List of tasks:
1) Summarize the forum thread on the LG monitor signal problem in two sentences.
2) In the forum thread on the LG monitor signal problem, what processor does the desktop use?
3) Reproduce the part of the LG monitor thread that opens with the words containing "Done, the one" and closes with "of the GPU/Mobo.".

# LG Monitor not detecting signal:



## SirBales (Nov 4, 2013)

Hello, a number of weeks ago a office set up was bought for my new job it is made up of two LG 24EN33 24" LED Monitors, and a desktop (Powerspec, AMD A10-6800K APU 4.10GHz, 8GB Ram, with Windows 7 Pro 64 bit) 
First one is connected via a VGA cord and works fine, second I want to hook up via a DVI-D cord but says it does not detect any signal.
I have not found any answers on Google so I thought I would try asking here.


----------



## Tyree (May 10, 2009)

Try the monitor on the VGA connection and try the one one VGA with the DVI.


----------



## SirBales (Nov 4, 2013)

Done, the one that was not working works with VGA but the same issue with the DVI on the other screen.
Just checked connectors to make sure nothing is damaged on the cord or the graphics card, all seems fine.


----------



## Tyree (May 10, 2009)

That would indicate a problem with the DVI connection of the GPU/Mobo.


----------



## JimE (Apr 16, 2009)

DVI output or the cable itself. Likely not the monitor as it doesn't work on either monitor.

Also wouldn't be the first time that I've come across an OEM desktop PC that can't support multiple monitors using the motherboard video chipset.


----------



## Tyree (May 10, 2009)

Dogg said:


> Also wouldn't be the first time that I've come across an OEM desktop PC that can't support multiple monitors using the motherboard video chipset.


Good point! Are you using Onboard Graphics or a dedicated GPU?
What type, and how many, video connections are available?


----------

[Stored items]
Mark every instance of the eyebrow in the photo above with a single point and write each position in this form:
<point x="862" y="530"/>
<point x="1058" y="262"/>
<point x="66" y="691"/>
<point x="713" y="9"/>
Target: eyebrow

Correct answers:
1) A user with two LG 24EN33 monitors on a Powerspec desktop gets a no-signal message when connecting the second monitor through a DVI-D cord, even though that monitor works over VGA and the connectors appear undamaged. Replies point to the DVI output or the cable rather than the monitor, mention that some OEM desktops cannot support multiple monitors using the motherboard video chipset, and ask whether onboard graphics or a dedicated GPU is being used.

2) An AMD A10-6800K APU running at 4.10GHz.

3)
Done, the one that was not working works with VGA but the same issue with the DVI on the other screen.
Just checked connectors to make sure nothing is damaged on the cord or the graphics card, all seems fine.


----------



## Tyree (May 10, 2009)

That would indicate a problem with the DVI connection of the GPU/Mobo.